> _EXCERPTED TEXT_
================
WELCOME TO THE KINGDOM OF THE BIRDS

we're just a family of finches making our way in the town w/o a frown.

Tuesday, December 18, 2012

they do run run run, they do run run

i told you that i would let you know how the "retraining" was going, and...wow this is tough stuff. being as out of shape as I've let myself get and as heavy as I've let myself get is making this effort very difficult. I'm taking it one step at a time, but some of those steps are slower than i want. we did a timed mile for starters on Saturday and monkey came in at 11 minutes and 36 seconds, woohoo for her. that's right someone start the wave. she would have finished faster, but she decided to jog/walk with me for half a lap. i finished my mile in 14 minutes and 55 seconds. i did my best to jog/run the curves and only walk on the straights. i kept to the middle lane for this endeavor as well, so i got a little extra length in my jog. i only ran until i started to feel like i wash pushing too hard, i know that if i get past my "point" i will be sick for several days attempting to recoup. i am learning to read my body's signals as to how long and how much is OK for me. i am also staying positive. i shouldn't expect myself to be able to keep up/compete with people who are in a healthier state of being than i am.

that's an important part for me. i am a perfectionist and i want to be the best at everything i do. this may come with time, but it will not be a quick thing. it will take me time, energy, and the willpower to keep going. will there be days that i want to quit, oh yeah, and that's when my cheerleaders will cheer their loudest. yeah, i called in my friends to keep me going. they are an amazing group capable of great things, so I'm glad they've agreed to take up cheering me on. I've really been trying to keep positive about myself while reshaping and retraining my body and mind. i didn't get to be where i am over night, nor should i expect to get where i want to be overnight. instead of saying "I'm so fat and this is too hard", I'm shouting "i just need to retrain myself to choose better."
================
> _TASKS TO COMPLETE_
a - In the running blog post, what time did the writer record for the timed mile on Saturday?
b - Extend the running blog post with a paragraph or two that picks up after its final sentence.
This material comes from a separate source unrelated to the running blog post.

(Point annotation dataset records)
================
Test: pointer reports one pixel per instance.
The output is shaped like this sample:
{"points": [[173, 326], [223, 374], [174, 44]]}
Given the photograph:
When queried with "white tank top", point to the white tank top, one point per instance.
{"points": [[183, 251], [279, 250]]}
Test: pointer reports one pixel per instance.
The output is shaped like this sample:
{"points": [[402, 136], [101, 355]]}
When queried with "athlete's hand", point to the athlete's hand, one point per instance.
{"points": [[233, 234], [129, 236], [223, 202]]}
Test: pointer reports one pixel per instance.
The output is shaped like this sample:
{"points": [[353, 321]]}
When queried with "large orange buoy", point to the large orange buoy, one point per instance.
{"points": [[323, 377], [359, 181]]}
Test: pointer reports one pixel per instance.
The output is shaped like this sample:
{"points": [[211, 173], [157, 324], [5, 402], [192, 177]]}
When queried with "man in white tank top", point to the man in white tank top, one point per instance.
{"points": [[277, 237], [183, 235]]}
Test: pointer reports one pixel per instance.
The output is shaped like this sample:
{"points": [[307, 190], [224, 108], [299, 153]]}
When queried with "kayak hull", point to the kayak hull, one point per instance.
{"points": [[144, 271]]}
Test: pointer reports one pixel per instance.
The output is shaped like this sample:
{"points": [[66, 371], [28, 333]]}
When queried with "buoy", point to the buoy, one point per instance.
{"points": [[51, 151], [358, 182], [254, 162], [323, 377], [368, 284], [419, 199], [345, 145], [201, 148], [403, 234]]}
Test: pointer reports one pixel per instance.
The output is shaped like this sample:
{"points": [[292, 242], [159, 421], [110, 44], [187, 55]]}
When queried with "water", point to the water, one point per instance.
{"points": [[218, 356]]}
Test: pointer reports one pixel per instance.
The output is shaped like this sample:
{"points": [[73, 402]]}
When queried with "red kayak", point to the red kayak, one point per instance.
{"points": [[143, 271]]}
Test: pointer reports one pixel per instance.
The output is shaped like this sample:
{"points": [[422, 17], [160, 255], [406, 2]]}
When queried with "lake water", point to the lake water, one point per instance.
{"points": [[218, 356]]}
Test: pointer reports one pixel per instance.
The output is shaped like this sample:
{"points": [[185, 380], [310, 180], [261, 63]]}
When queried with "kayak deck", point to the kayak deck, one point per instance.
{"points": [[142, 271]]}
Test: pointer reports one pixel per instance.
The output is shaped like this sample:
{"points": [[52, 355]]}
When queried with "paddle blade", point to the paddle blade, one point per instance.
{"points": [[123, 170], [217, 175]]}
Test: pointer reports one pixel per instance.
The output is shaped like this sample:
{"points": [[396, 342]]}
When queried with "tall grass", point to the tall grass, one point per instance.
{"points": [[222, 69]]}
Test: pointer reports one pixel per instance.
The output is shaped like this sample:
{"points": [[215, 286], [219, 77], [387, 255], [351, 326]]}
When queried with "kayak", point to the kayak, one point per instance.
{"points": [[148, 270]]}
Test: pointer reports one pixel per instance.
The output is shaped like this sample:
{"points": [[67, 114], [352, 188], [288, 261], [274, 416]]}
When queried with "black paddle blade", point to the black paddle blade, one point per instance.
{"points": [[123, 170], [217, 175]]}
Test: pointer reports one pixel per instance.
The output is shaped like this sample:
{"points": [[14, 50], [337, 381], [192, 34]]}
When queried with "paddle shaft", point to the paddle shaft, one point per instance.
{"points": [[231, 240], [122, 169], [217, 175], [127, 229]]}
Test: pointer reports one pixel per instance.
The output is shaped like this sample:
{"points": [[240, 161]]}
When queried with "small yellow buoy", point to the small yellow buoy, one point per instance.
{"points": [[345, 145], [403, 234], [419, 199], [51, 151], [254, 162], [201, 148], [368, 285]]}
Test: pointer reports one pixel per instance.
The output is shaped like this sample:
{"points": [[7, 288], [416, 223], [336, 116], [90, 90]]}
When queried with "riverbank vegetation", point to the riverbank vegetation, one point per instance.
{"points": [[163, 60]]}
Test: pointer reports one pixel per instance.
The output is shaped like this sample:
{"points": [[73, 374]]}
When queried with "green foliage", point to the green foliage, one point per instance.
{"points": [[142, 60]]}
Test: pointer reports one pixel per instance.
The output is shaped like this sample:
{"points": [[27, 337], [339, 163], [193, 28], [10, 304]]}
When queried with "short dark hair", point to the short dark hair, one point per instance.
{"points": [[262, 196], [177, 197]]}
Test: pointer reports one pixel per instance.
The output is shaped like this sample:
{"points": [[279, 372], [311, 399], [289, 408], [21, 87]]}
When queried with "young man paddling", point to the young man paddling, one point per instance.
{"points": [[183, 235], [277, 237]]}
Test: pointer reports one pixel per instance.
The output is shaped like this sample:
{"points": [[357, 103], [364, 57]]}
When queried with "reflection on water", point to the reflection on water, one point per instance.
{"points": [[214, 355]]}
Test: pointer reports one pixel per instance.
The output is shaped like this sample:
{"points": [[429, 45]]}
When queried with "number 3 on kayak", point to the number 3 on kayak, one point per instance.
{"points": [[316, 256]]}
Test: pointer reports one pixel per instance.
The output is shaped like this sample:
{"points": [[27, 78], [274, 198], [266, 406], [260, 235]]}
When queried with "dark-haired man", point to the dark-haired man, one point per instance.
================
> _OUTPUTS BY TASK_
a - 14 minutes and 55 seconds.

b -
Sunday afternoon i did a 30 minute yoga workout that i got from walmart on DVD. it has 2 programs flow and hatha. i did the the hatha program and was amazed at how much i liked it. i felt so relaxed and limber. i have never done yoga before, so i wasn't really sure what to expect. I'm excited about doing the flow program tomorrow. I'm trying not to "over work" my body, but at the same time keep it in motion so it doesn't lock up. i decided to take yesterday as a "rest" day as recommended and woke up barely able to walk today. yeah, that's not going to work if i need to chase down little sweeties.

today i went for day 2 of "retraining" and i walked a lap before my "instructor" arrived. when she got there the real fun began. we did a 3 minute walk and then we (ran 1 minute, walked 1 minute) 10 times. wow that keep running business is tough. when i finished i was 1 tired girl, but i did it. i didn't stop, not once, which is pretty good for a pre-beginner such as me. i plan on meeting a friend for a good walk tomorrow and then Thursday back to the track for retraining. i am noticing little changes already, like junk food doesn't look as appealing as it did last Tuesday. I'm drinking LOTS of fluids. oh yeah, i weighed myself this morning and I've lost 5 pounds. i know, I'm a bit blown away. i completely expected to put on weight before it began to drop off.

again i say thanks for keeping up with me, i hope to do this every "track star Tuesday". I'm loving the motivation to be healthier.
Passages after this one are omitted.